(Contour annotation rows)
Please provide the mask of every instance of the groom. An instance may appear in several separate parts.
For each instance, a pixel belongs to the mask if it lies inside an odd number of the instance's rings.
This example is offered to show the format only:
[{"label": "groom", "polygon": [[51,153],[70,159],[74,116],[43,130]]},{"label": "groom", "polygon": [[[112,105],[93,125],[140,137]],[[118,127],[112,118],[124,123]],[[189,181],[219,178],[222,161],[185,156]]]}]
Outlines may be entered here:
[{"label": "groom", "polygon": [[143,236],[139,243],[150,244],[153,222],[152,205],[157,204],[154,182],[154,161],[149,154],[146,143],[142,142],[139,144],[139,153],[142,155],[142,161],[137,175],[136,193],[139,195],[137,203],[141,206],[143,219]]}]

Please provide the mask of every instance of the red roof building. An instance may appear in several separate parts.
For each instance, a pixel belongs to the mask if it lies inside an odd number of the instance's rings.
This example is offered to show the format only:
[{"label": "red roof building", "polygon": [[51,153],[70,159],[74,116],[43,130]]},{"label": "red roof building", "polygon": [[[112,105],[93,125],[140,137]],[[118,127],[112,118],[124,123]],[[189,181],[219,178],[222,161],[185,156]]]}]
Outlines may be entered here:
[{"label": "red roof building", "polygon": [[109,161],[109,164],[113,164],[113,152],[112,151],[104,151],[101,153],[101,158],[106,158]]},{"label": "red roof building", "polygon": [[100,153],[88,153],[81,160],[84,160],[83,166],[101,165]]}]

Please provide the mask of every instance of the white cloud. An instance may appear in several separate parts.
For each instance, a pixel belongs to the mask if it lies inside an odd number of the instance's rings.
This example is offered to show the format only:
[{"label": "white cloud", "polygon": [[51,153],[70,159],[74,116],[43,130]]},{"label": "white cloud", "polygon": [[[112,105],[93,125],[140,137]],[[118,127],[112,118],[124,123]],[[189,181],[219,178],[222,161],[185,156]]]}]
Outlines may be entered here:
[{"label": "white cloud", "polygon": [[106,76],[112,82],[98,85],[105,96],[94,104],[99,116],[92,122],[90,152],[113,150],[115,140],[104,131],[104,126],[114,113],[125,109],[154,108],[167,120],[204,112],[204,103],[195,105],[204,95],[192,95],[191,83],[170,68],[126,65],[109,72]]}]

§ **Exercise**: Copy out everything in the rows above, from the line containing "Please provide the mask of every instance of the white" down through the end of the rows, with both of those ends included.

§ **Result of this task**:
Please provide the mask of every instance of the white cloud. An instance may appear in several separate parts.
For each instance, a pixel belongs to the mask if it lies inside an odd number of the instance's rings.
This example is offered to show the format only:
[{"label": "white cloud", "polygon": [[51,153],[70,159],[74,116],[43,130]]},{"label": "white cloud", "polygon": [[[112,105],[93,125],[140,137]],[[118,127],[112,118],[124,123]],[[189,181],[219,178],[222,161],[185,156]]]}]
Outlines may be entered here:
[{"label": "white cloud", "polygon": [[106,76],[112,82],[98,85],[105,96],[94,104],[99,116],[92,122],[90,152],[113,150],[115,140],[104,131],[104,126],[114,113],[125,109],[154,108],[167,120],[204,112],[204,103],[195,105],[204,95],[192,95],[191,83],[170,68],[126,65],[109,72]]}]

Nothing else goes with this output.